FRAGMENTO FUENTE:
Otro punto común en la vida de los dos científicos es que ambos matrimonios terminaron mal. Alrededor de 1914, Einstein se enamoró de su prima, con la cual comenzó una relación clandestina que pronto fue descubierta por su esposa. Einstein le propuso seguir viviendo juntos por el bien de los niños; sin embargo, estableció ciertas condiciones para hacerlo: preparar tres comidas al día que tenían que ser servidas en el estudio personal del cónyuge y sin que ella pudiera acercarse a su escritorio; cualquier relación personal con su marido estaba prohibida; la señora Einstein no podía sentarse al lado del marido o ser vista en público con él. Frente a estas exigencias humillantes, Mari pidió el divorcio, que se oficializó en febrero 1919. Poco después, Einstein se casó con su prima Elsa.
Mucho más trágico fue el fin del matrimonio de Haber. Su mujer estaba particularmente disgustada por su compromiso entusiasta en la producción de los gases tóxicos y trató en vano de disuadirlo de utilizar la ciencia para construir instrumentos de muerte. El 2 de mayo de 1915, diez días después del primer uso de los gases, se organizó una fiesta en honor de Haber en su casa. Cuando terminó la celebración, Immerwahr salió al jardín y se suicidó con un golpe de pistola. En la mañana siguiente, Haber partió hacia el frente ruso para dirigir el primer ataque con gas en ese teatro de la guerra.
Conocer las razones detrás de un suicidio es siempre muy complicado, pero, a partir de ese día, Immerwahr se convirtió en un ícono de la discriminación contra las mujeres y en impulsora de una ciencia que trabaja para la paz. Al mismo tiempo, el episodio contribuyó a reforzar la imagen negativa de Haber, que aún persiste. En 1953, el Instituto de Física y Electroquímica de Berlín, en el que Haber había sido director, recibió el nombre de Instituto Fritz Haber. Hubo múltiples protestas por la decisión. Sin embargo, tal vez no merezca la reputación de “el malo”. Su historia de hombre y de científico, como la de sus contemporáneos, es compleja y controvertida, y nos recuerda que, raras veces, el bien y el mal son claros e inmutables: a menudo son confusos y están mezclados. Quizá nos tranquiliza identificar el mal en unos pocos actos o personas fácilmente reconocibles y totalmente malvados, porque, al hacerlo, alejamos el mal de nosotros creyendo que somos el arquetipo de la bondad y de la justicia.

TAREAS:
[1] Responde a estas preguntas sobre el fragmento acerca de Einstein y Haber:
(a) ¿En qué mes y año se oficializó el divorcio de Einstein?
(b) ¿En qué fecha se organizó la fiesta en honor de Haber en su casa?
(c) ¿Qué nombre recibió en 1953 el Instituto de Física y Electroquímica de Berlín?
[2] Escala las coordenadas del listado desde la línea que contiene "Note to the class: point to the carved" hasta la que contiene "(938, 1080)", ambas incluidas. Escribe de nuevo solo esas líneas, dejando igual las que no llevan coordenadas, y multiplica cada coordenada por 0,25 redondeando a enteros, con las mitades hacia arriba.

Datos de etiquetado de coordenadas
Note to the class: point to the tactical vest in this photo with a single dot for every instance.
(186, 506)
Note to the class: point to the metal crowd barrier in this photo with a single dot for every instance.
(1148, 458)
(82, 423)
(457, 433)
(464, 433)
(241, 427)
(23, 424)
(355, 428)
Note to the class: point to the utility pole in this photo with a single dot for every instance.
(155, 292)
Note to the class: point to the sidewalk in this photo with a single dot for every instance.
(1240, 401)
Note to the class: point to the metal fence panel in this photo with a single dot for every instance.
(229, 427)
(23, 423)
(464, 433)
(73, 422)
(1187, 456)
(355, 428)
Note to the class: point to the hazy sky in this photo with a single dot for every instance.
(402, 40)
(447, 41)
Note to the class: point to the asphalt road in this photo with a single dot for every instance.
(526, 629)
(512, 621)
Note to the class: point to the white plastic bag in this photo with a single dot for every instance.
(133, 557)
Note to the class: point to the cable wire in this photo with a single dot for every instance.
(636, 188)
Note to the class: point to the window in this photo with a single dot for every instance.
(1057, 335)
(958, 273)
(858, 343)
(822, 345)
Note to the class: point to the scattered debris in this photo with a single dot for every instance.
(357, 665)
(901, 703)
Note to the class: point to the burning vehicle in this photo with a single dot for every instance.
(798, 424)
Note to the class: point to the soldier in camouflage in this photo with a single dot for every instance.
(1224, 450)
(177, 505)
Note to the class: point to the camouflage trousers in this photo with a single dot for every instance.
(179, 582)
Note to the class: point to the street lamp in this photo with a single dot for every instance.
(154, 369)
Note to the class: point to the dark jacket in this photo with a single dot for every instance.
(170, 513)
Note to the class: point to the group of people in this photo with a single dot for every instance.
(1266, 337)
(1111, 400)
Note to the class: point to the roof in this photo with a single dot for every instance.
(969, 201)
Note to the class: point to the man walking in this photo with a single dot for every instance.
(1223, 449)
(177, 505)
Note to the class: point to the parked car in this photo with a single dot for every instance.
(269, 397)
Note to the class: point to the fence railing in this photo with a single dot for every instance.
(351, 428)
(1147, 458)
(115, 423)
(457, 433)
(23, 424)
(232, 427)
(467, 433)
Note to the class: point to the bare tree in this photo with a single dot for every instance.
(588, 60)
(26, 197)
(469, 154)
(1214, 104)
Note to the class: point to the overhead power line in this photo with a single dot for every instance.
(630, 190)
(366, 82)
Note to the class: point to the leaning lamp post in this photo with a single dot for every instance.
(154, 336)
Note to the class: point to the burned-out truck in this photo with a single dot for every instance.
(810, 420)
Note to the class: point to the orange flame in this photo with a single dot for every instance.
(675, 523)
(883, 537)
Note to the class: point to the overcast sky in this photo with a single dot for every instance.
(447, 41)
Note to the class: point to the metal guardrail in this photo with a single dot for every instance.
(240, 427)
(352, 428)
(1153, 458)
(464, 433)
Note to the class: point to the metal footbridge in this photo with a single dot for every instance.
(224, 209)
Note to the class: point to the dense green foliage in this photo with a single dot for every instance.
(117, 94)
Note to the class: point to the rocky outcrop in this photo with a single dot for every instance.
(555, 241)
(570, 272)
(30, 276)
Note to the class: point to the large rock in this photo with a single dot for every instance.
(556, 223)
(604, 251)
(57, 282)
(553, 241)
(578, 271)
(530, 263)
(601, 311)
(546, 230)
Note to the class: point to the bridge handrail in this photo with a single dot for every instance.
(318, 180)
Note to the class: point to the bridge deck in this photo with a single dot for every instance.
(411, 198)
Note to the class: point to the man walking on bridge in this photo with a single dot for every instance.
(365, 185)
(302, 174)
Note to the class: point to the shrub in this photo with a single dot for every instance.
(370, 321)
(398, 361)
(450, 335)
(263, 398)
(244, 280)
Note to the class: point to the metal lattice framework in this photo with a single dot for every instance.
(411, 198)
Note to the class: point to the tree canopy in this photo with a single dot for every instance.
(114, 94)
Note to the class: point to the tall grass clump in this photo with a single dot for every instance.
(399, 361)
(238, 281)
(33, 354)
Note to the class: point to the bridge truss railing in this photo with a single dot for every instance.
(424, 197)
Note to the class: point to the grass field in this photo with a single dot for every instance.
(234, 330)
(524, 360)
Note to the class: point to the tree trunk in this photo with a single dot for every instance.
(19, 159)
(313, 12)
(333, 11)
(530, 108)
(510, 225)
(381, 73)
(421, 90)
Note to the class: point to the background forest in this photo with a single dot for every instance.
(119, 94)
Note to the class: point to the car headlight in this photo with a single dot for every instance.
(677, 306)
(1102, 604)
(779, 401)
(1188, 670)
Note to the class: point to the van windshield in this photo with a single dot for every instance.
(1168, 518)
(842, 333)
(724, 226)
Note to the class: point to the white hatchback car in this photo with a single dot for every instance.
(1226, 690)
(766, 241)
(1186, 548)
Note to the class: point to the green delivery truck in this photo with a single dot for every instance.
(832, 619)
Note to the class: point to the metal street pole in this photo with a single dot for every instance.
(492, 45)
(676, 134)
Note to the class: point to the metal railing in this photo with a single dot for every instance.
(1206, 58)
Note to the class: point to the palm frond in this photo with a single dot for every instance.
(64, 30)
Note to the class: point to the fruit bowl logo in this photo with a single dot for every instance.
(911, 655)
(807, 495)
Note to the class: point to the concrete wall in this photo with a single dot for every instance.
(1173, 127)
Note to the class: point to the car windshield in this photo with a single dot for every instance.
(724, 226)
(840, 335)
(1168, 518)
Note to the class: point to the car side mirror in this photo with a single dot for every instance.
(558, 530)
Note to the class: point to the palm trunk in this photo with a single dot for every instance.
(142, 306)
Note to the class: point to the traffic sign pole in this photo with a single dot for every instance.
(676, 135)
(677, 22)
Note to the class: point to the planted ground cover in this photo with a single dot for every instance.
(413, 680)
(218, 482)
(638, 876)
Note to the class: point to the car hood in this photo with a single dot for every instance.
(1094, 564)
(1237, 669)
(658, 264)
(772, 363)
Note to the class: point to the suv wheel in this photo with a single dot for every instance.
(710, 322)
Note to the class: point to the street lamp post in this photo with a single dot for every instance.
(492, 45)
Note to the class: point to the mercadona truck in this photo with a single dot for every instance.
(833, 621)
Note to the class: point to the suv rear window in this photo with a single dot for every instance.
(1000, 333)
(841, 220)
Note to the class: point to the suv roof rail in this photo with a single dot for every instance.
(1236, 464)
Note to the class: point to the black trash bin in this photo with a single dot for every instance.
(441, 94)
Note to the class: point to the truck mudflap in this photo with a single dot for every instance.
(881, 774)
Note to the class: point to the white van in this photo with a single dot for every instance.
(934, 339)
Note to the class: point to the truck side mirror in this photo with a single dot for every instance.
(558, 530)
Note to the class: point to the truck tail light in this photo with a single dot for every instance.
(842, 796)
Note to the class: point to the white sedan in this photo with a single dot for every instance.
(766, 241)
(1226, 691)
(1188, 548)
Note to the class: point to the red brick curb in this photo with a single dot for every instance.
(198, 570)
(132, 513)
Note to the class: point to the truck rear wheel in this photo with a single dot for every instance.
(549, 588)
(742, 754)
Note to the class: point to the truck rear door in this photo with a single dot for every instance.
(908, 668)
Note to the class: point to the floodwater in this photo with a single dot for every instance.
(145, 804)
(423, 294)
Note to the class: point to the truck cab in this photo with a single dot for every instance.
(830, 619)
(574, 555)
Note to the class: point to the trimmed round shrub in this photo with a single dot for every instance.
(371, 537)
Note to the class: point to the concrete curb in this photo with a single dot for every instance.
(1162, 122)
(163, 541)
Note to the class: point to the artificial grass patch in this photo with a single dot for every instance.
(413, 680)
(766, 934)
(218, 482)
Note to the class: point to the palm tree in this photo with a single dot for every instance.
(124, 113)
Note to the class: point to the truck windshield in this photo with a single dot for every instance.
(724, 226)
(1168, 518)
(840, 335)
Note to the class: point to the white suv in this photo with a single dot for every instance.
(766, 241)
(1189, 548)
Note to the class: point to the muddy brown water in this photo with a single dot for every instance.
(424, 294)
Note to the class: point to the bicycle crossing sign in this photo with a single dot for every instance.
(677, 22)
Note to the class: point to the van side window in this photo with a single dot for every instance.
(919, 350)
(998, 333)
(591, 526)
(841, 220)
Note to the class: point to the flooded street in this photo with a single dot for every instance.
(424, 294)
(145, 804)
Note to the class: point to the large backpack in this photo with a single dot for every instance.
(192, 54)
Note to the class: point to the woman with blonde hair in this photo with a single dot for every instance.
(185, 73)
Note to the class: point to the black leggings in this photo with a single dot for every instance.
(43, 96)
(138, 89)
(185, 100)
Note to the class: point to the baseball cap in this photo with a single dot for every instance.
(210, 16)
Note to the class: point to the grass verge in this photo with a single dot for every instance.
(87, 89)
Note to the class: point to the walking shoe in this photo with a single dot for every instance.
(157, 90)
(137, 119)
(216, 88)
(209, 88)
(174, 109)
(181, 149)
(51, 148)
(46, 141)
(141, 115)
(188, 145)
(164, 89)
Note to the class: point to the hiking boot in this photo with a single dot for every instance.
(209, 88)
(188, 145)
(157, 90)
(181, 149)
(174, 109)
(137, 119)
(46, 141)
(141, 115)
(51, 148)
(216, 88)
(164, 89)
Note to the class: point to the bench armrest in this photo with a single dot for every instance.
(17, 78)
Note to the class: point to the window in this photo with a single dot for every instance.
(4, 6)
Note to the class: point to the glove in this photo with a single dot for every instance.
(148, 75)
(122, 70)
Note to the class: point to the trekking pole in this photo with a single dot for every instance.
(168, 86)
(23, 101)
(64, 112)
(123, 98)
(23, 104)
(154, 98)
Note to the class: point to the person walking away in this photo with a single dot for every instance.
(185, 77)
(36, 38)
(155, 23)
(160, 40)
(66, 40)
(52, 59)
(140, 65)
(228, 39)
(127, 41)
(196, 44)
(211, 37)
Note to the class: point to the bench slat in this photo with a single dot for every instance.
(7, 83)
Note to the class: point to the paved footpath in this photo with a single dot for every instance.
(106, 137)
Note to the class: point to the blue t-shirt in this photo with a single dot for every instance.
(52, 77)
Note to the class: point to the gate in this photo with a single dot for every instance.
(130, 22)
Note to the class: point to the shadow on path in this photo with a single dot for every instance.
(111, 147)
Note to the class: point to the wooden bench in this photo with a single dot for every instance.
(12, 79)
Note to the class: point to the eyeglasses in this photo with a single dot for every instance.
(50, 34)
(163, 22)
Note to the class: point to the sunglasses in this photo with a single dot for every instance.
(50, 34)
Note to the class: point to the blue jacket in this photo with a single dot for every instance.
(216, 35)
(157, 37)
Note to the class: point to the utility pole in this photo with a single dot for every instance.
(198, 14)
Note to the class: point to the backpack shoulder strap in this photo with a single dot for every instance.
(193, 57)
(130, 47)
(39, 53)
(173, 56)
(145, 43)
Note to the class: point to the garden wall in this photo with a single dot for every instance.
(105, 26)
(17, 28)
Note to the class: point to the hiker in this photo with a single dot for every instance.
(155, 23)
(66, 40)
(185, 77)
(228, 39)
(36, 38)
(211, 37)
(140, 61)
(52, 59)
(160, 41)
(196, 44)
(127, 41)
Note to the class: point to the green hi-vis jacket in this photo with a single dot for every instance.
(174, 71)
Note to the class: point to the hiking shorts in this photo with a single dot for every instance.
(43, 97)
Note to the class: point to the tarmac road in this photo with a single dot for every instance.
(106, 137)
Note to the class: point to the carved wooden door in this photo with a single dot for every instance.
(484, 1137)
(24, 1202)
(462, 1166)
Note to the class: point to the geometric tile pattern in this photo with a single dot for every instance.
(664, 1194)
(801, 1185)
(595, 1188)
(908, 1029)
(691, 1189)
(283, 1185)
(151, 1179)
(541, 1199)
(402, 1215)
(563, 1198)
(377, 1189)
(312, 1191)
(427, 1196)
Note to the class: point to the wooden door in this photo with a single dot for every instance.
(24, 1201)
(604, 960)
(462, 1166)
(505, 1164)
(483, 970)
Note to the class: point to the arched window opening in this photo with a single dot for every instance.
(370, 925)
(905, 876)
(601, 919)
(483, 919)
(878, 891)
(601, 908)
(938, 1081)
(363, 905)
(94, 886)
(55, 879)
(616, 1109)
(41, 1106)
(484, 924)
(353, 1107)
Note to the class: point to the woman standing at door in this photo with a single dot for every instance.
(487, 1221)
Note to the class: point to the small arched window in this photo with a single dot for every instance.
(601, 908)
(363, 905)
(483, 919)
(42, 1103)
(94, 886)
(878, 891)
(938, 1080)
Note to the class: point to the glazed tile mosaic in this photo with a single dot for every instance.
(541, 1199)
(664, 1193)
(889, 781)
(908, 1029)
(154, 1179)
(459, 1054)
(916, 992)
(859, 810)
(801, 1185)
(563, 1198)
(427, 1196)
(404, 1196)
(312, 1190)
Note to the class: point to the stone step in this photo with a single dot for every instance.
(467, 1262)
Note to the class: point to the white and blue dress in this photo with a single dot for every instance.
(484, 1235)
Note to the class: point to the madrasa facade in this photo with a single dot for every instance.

SOLUCIONES:
[1]
(a) En febrero de 1919.
(b) El 2 de mayo de 1915.
(c) Instituto Fritz Haber.

[2]
Note to the class: point to the carved wooden door in this photo with a single dot for every instance.
(121, 284)
(6, 301)
(116, 292)
Note to the class: point to the geometric tile pattern in this photo with a single dot for every instance.
(166, 299)
(200, 296)
(149, 297)
(227, 257)
(173, 297)
(71, 296)
(38, 295)
(135, 300)
(101, 304)
(141, 300)
(94, 297)
(78, 298)
(107, 299)
Note to the class: point to the wooden door in this photo with a single dot for every instance.
(6, 300)
(151, 240)
(116, 292)
(126, 291)
(121, 243)
Note to the class: point to the arched window opening in this photo with a single dot for every instance.
(93, 231)
(226, 219)
(150, 230)
(121, 230)
(220, 223)
(150, 227)
(235, 270)
(91, 226)
(24, 222)
(14, 220)
(154, 277)
(10, 277)
(121, 231)
(88, 277)
Note to the class: point to the woman standing at door in this photo with a single dot for every instance.
(122, 305)
Note to the class: point to the small arched window in this photo with a single dot for every instance.
(150, 227)
(91, 226)
(121, 230)
(11, 276)
(24, 222)
(220, 223)
(235, 270)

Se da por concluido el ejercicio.